● Extrait choisi:
————————

L’étatisme règne en maître dans les discours et les actes de la totalité du spectre politique français. Pour notre pays, le résultat est là :

  • Jamais, en temps de paix, l’État n’a eu une telle place dans notre société.
  • Nous détenons le record mondial du nombre d’élus par habitant (plus de 600 000, soit 1 pour 108 habitants).
  • Les dépenses publiques sont passées de 12,6% du PIB en 1912 à 39% sous de Gaulle et à plus de 56% aujourd’hui. Il n’est pas certain que la confiance en l’avenir ait suivi la même trajectoire.

A un État déjà envahissant et coûteux, en une génération, nous avons hérité d’un infra-Etat, des collectivités locales gourmandes et un supra-Etat, une Union Européenne bureaucratique et jacobine. Sans d’ailleurs que l’Etat national ne diminue significativement.

Nous vivons une crise dramatique de l’interventionnisme monétaire, du keynésianisme, du capitalisme de copinage et du surendettement d’État. Et au milieu de ce désastre, les candidats à la présidentielle rivalisent tous d’imagination pour nous proposer encore davantage d’interventions, encore davantage de taxes, encore davantage de protectionnisme, encore davantage de pouvoir pour l’État et encore davantage de planche à billets.

Personne ne présentera la seule alternative crédible à cet Etat nounou qui s’affaisse doucement sous son propre poids : le libéralisme.

Une politique libérale consisterait à revenir à ce qui a fait la force de notre pays : la liberté individuelle, la propriété individuelle et la responsabilité individuelle sous le règne du Droit égal pour tous. Et un État régalien simplement chargé de faire respecter ce Droit.

Une politique libérale consisterait à rendre aux Français le fruit de leur travail et de leur épargne pour qu’ils choisissent eux-mêmes comment se soigner, où s’assurer contre le chômage, comment préparer leur retraite (salaire complet), où instruire leurs enfants (chèque éducation), comme se loger, (respect du droit de propriété pour louer/expulser ou construire).

Elle consisterait à leur laisser décider eux-mêmes quelle presse, quels artistes, quels syndicats ou quelles associations subventionner, en les payant directement.

Elle leur permettrait de choisir eux-mêmes quelle agriculture et quelle industrie soutenir par leurs achats ou par leurs investissements.

Elle leur permettrait de s’associer librement pour mutualiser les risques ou pour donner.

Elle leur permettrait de disposer d’une monnaie saine à l’abri de l’inflation, inflation qui profite aux Etats surendettés et aux grandes banques dopées à la planche à billets de la banque centrale.

Bref, elle permettrait aux Français de penser, d’agir, d’échanger et de disposer du fruit de leurs efforts sans demander l’autorisation et sans obéir à une armada de bureaucrates, de politiques ou de syndicalistes qui ont peu à peu pris l’habitude de décider à la place des Français ce qu’ils pourraient décider eux-mêmes.

Cette politique serait une politique sociale par excellence. Les bénéficiaires de l’immense jeu de chaise musicale (subventions,  inflation, bureaucraties, monopoles obligatoires) ne sont pas les plus pauvres, mais ceux qui ont su s’organiser pour instrumentaliser l’Etat à leur profit. Si l’on rendait aux salariés modestes l’intégralité du fruit de leur travail sans ces spoliations, les services qu’ils pourraient se payer seraient de bien meilleure qualité.

————————

[Entrées de pointage d'objets étiquetés]

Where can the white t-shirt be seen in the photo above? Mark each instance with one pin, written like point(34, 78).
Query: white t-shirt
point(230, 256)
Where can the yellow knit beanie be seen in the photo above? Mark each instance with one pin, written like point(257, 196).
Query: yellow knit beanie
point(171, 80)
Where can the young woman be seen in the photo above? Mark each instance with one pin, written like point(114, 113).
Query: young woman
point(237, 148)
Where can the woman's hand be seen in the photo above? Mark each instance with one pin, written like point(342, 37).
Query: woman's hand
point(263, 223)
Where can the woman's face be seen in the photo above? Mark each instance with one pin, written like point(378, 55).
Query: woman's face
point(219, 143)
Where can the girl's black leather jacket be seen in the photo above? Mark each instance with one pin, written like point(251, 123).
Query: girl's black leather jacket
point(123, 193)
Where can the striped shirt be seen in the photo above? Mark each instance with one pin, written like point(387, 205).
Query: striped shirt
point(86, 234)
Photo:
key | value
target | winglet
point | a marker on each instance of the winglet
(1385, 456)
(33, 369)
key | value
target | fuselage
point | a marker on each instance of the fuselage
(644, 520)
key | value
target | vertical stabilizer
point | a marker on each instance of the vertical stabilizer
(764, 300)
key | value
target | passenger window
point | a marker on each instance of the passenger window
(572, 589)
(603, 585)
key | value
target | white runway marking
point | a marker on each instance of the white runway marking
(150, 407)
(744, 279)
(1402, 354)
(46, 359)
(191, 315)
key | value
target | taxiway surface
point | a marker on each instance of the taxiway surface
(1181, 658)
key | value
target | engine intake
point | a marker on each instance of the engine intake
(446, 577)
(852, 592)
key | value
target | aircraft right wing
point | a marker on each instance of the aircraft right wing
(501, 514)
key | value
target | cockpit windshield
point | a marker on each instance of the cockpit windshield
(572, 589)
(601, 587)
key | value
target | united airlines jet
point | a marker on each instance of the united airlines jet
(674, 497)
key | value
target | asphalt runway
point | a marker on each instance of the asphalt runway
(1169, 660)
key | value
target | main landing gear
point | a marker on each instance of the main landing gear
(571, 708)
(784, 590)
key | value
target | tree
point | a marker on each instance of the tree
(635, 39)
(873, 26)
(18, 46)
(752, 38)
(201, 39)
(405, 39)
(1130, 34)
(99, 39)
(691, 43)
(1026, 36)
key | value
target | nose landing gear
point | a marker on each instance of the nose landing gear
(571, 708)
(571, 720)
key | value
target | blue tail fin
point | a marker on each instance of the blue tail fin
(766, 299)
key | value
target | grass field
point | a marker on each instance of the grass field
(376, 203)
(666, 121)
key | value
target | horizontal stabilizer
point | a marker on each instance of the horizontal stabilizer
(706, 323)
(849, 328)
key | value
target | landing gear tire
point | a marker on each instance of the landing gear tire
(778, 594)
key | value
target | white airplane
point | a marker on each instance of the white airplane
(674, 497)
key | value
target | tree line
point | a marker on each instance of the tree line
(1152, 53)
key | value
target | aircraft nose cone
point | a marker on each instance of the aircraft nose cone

————————

● Série d'exercices:
A - D'après l'extrait choisi, quelle part du PIB les dépenses publiques représentaient-elles en 1912 ?
B - Affichez toutes les lignes des données qui contiennent la chaîne « passenger », en tenant compte de la casse.

● Corrigé des exercices:
A - 12,6 % du PIB.

B -
target | passenger window
point | a marker on each instance of the passenger window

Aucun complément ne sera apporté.